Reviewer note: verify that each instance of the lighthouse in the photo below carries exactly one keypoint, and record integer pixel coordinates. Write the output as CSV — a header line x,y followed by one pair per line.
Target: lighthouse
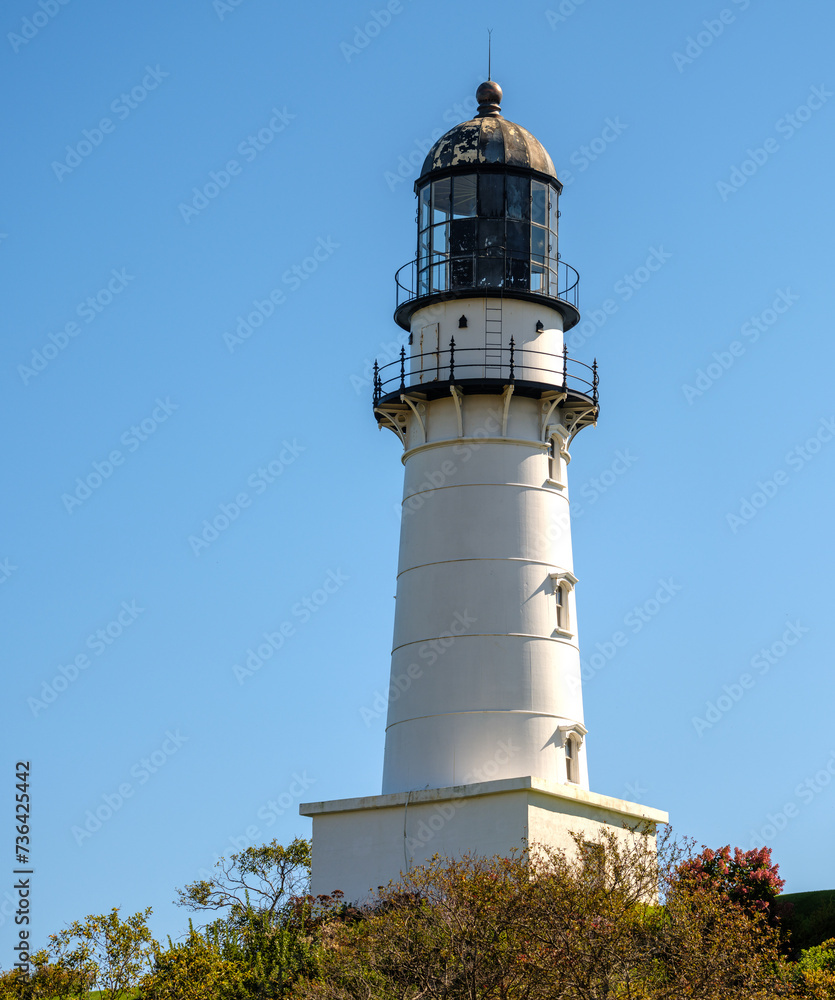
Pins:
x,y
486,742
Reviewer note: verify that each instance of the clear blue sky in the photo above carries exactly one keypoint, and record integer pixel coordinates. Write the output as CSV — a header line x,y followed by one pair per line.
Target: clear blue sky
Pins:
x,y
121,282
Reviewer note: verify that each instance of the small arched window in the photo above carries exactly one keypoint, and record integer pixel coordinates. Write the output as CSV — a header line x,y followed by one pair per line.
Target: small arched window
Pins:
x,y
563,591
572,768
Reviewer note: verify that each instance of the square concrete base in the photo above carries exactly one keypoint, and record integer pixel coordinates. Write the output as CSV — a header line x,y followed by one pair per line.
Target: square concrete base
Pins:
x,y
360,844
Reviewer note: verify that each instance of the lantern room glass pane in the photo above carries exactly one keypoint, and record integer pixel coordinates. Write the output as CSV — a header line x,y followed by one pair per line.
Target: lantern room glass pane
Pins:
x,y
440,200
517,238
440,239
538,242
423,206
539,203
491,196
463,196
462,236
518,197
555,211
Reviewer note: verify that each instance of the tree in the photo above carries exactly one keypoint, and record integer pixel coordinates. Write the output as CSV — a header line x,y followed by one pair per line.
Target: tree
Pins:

● **EXERCISE DETAILS**:
Output every line of the data above as a Markdown table with the columns No. and Line, numbering the rows in order and skipping blank lines. Leave the pictures out of the answer.

● **FULL OUTPUT**:
| No. | Line |
|---|---|
| 1 | Reviewer note: verify that each instance of the lighthouse in the photo below carries exactly one keypoint, and record integer pixel coordinates. Write the output as CSV — a header line x,y followed by one pair per line. |
| 2 | Target: lighthouse |
| 3 | Pins: |
| 4 | x,y |
| 5 | 486,742 |
| 6 | Reviewer note: verify that each instance of the clear blue sky in the photo above carries exactly one keypoint, and record integer pixel coordinates. Write the output as CSV — a header line x,y followed by one pair per line. |
| 7 | Target: clear blue sky |
| 8 | Pins: |
| 9 | x,y |
| 10 | 121,282 |
| 11 | Reviewer note: verify that each instance of the small arched window in the photo above carries exactly one keypoint, and record integer pixel coordinates. Write the output as CSV — a header line x,y followed by one pair per line. |
| 12 | Target: small arched window |
| 13 | Pins: |
| 14 | x,y |
| 15 | 563,591 |
| 16 | 572,768 |
| 17 | Reviewer note: verify that each instance of the square concrete base in the photo above carries exactly one keypoint, and record integer pixel coordinates. Write the output as CSV — a header line x,y followed by one pair per line. |
| 18 | Target: square concrete base |
| 19 | Pins: |
| 20 | x,y |
| 21 | 360,844 |
| 22 | Reviewer note: verify that each instance of the lantern room glass pane in the photo above carries exactly one keypoint, and record integer pixel coordinates. Write the output as CSV — a header line x,y followed by one pair per line. |
| 23 | Target: lantern room glass pane |
| 24 | Pins: |
| 25 | x,y |
| 26 | 440,200 |
| 27 | 517,238 |
| 28 | 440,239 |
| 29 | 538,242 |
| 30 | 423,206 |
| 31 | 539,203 |
| 32 | 491,196 |
| 33 | 463,196 |
| 34 | 462,236 |
| 35 | 518,197 |
| 36 | 555,211 |
| 37 | Reviewer note: verify that each instance of the tree in the photo above carries exactly one keypoint, and record integer pixel coordinates. Write the output as CSV — a header line x,y followed by one pair per line. |
| 38 | Target: tree |
| 39 | Pins: |